→ What needs to be done: Reproduce every line of the data below, requests included but pictures omitted, and scale each coordinate in the answers by 0.75, rounding to whole numbers with halves going up. Leave the numbers in the requests and their format samples as they are.

→ Extracted data:

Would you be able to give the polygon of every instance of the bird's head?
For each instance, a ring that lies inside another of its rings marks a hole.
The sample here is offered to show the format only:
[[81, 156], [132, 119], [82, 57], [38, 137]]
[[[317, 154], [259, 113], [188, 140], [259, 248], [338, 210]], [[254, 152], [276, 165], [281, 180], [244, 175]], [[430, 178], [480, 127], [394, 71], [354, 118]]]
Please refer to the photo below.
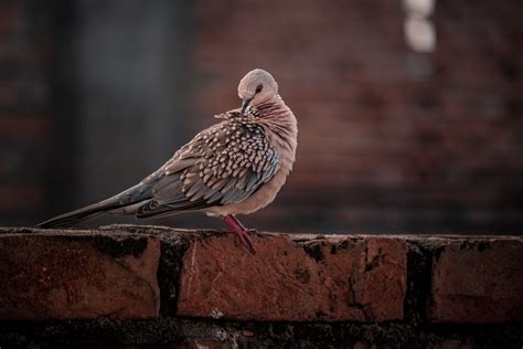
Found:
[[278, 95], [278, 84], [270, 73], [256, 68], [248, 72], [238, 85], [238, 96], [242, 98], [242, 115], [249, 105], [258, 106]]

→ Solution to the problem:
Would you be able to give the polygon of every instance of the bird's head?
For each instance, a ring that lies inside another of its rings marks a hole.
The sample here is offered to show the format only:
[[81, 156], [132, 119], [82, 57], [38, 137]]
[[[317, 154], [259, 113], [188, 140], [259, 248], [338, 210]], [[254, 152], [276, 165], [281, 180], [244, 175]], [[430, 178], [480, 127], [394, 71], [354, 118]]]
Please refer to the photo below.
Found:
[[209, 71], [209, 63], [203, 55], [192, 51], [186, 54], [179, 64], [179, 72], [182, 74], [182, 86], [187, 79], [194, 80]]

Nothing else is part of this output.